**Stored records**

- - -

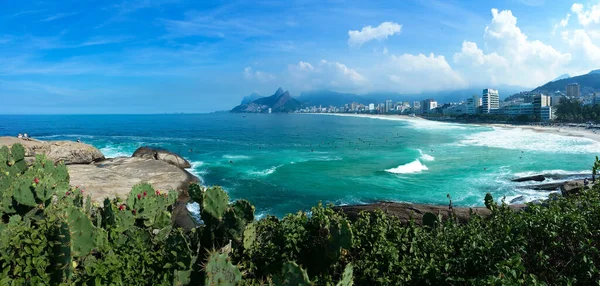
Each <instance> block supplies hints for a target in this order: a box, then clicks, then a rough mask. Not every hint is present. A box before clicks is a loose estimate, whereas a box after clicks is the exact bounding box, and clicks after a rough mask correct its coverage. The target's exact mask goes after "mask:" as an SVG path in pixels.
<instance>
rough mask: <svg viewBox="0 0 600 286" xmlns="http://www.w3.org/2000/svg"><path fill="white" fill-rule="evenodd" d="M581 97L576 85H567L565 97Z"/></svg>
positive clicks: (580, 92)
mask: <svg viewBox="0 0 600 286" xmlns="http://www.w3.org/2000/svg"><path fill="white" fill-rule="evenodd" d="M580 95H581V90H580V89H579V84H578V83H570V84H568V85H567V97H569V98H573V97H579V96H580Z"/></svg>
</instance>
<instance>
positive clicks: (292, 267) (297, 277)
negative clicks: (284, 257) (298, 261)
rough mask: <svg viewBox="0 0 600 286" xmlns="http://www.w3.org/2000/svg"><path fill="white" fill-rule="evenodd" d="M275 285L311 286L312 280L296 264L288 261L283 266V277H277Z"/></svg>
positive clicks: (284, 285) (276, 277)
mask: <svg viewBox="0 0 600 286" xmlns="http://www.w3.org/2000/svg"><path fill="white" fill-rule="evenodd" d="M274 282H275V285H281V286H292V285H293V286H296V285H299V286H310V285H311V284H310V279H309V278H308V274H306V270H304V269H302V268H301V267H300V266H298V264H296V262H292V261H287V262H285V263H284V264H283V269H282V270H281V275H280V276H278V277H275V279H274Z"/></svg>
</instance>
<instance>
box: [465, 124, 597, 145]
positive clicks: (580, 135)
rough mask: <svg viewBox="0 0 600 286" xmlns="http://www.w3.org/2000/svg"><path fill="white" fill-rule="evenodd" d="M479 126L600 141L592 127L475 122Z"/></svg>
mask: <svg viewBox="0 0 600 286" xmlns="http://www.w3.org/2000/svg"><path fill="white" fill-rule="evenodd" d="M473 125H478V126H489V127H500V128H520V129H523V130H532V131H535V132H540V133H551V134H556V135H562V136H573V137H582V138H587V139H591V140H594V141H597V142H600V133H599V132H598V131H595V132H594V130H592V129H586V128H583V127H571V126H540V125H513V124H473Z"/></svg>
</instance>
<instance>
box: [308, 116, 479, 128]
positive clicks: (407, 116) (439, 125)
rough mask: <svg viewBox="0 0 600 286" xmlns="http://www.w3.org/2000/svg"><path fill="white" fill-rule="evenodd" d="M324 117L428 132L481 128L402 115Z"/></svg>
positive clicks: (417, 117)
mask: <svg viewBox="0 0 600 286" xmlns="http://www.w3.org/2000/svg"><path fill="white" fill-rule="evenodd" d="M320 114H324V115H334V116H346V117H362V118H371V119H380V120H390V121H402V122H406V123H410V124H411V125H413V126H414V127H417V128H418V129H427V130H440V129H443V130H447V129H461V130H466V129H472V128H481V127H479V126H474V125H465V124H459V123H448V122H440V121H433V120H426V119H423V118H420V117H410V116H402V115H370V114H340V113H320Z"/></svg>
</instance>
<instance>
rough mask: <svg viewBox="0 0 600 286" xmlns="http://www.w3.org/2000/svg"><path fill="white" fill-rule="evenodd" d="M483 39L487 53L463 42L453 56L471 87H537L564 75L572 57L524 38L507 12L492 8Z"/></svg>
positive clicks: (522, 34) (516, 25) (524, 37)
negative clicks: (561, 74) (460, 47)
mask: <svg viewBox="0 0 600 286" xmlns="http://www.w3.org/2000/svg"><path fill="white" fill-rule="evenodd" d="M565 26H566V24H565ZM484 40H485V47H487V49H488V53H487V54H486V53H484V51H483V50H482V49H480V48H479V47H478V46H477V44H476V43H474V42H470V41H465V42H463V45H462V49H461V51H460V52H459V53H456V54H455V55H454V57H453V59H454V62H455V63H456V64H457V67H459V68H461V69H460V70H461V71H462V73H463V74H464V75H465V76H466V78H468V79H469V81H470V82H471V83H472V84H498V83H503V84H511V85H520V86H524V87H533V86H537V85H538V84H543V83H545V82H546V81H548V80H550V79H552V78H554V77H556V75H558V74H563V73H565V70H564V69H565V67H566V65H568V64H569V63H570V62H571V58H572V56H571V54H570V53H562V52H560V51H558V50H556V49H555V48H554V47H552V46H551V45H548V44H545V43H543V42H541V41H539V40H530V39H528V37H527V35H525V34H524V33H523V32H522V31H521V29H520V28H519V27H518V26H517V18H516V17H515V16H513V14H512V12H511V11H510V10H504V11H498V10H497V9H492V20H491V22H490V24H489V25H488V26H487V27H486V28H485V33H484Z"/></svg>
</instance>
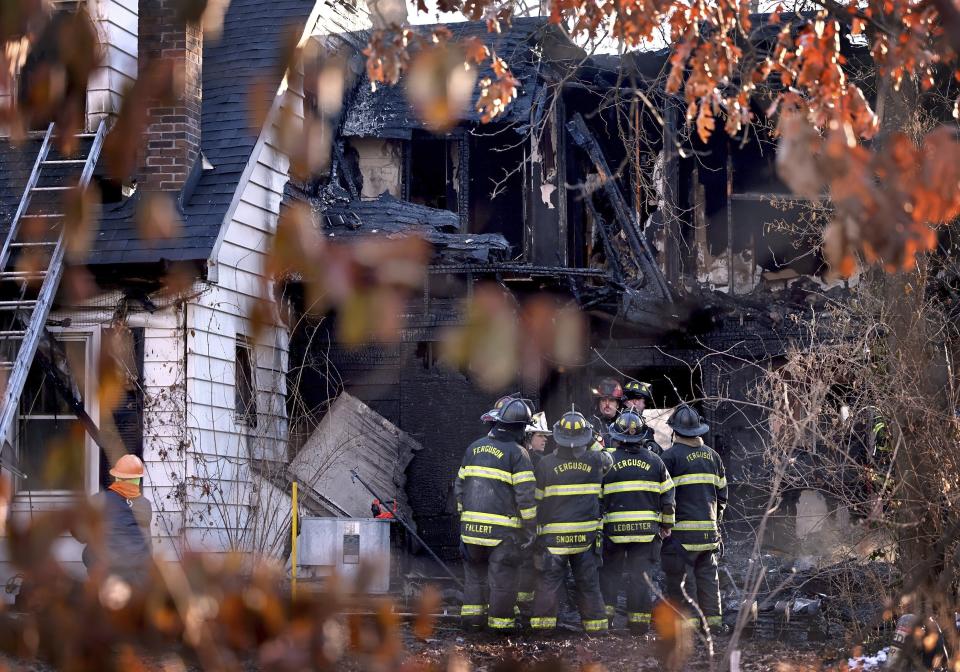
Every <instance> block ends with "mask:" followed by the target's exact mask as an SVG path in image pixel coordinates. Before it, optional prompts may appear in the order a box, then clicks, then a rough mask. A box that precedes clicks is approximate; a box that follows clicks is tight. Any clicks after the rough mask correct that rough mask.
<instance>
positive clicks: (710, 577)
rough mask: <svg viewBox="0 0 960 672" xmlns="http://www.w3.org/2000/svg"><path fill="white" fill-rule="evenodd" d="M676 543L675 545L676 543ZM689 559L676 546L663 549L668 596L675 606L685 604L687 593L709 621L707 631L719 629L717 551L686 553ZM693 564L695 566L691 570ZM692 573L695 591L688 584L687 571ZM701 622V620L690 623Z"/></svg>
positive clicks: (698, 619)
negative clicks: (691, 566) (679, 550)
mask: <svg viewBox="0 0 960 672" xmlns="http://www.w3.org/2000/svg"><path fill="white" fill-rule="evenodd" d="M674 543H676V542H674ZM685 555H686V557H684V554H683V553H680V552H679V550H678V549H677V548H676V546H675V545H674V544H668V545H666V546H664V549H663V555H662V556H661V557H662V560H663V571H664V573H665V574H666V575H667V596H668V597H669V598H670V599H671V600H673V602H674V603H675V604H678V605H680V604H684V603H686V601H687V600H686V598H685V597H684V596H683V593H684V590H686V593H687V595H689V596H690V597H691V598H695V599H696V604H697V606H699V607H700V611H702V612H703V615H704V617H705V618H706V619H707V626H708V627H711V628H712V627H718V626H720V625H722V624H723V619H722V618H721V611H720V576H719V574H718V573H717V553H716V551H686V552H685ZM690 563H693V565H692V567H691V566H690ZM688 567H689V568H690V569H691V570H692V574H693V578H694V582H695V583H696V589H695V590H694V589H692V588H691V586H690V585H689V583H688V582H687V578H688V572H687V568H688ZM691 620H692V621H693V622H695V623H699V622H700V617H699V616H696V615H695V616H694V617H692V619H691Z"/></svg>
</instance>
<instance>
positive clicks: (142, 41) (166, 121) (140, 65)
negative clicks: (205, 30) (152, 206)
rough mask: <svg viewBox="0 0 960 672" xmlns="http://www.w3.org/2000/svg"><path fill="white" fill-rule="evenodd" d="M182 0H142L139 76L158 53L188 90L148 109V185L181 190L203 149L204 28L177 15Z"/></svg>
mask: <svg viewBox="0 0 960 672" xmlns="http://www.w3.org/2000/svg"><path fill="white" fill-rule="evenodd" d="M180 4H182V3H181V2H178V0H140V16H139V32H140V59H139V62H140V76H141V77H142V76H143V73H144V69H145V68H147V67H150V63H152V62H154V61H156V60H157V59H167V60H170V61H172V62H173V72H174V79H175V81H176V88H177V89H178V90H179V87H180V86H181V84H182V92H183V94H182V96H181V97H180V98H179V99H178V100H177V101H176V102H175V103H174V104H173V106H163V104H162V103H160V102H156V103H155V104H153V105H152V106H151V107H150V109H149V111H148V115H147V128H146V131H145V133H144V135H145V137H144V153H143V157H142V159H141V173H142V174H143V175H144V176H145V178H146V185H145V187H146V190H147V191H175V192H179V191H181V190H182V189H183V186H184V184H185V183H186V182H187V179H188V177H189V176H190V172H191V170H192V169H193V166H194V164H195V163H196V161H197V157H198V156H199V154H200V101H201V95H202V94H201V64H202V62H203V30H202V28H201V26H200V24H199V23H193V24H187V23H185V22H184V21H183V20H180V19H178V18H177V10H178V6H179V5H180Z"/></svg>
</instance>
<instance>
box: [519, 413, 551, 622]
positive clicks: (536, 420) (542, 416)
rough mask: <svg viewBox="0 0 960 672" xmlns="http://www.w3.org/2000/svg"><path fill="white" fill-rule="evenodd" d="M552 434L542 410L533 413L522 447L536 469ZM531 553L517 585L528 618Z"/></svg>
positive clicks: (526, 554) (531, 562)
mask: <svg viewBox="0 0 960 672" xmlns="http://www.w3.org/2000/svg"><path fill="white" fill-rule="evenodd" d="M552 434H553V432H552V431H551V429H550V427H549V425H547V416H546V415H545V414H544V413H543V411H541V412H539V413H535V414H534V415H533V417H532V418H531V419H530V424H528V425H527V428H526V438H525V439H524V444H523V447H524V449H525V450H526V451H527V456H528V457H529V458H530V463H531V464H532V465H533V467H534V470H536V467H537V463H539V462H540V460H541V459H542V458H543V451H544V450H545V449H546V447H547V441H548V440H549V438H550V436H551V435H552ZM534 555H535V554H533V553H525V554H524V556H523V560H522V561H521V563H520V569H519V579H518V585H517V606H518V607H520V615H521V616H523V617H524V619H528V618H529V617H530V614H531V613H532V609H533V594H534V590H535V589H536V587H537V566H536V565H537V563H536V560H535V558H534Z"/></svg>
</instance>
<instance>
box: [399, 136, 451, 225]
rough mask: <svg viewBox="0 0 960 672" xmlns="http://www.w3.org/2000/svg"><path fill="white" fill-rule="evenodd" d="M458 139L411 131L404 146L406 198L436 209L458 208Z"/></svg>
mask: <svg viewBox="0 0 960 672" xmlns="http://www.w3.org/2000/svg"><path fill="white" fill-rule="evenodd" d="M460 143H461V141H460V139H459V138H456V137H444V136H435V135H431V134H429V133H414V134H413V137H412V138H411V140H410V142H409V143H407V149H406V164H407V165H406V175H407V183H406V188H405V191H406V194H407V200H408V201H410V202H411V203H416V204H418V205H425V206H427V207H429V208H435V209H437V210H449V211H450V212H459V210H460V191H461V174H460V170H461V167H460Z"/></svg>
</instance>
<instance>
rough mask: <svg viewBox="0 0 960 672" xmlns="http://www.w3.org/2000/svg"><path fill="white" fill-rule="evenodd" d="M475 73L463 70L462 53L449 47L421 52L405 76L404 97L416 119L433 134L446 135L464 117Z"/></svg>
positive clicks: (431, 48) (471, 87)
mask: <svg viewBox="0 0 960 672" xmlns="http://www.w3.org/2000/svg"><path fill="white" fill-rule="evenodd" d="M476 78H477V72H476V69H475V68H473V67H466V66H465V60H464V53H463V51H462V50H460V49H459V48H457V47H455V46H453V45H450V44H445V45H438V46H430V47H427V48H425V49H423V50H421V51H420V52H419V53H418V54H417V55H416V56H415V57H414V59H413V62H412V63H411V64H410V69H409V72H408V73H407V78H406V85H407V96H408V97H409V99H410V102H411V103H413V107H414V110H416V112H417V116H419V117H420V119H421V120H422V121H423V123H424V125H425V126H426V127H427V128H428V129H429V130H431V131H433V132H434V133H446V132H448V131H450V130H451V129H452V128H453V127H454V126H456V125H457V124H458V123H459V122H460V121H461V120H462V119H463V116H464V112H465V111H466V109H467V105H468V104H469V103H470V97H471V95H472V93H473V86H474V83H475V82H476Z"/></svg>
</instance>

- - -

Count the lines in the listing above that contain the word "negative", and reply with only the number.

4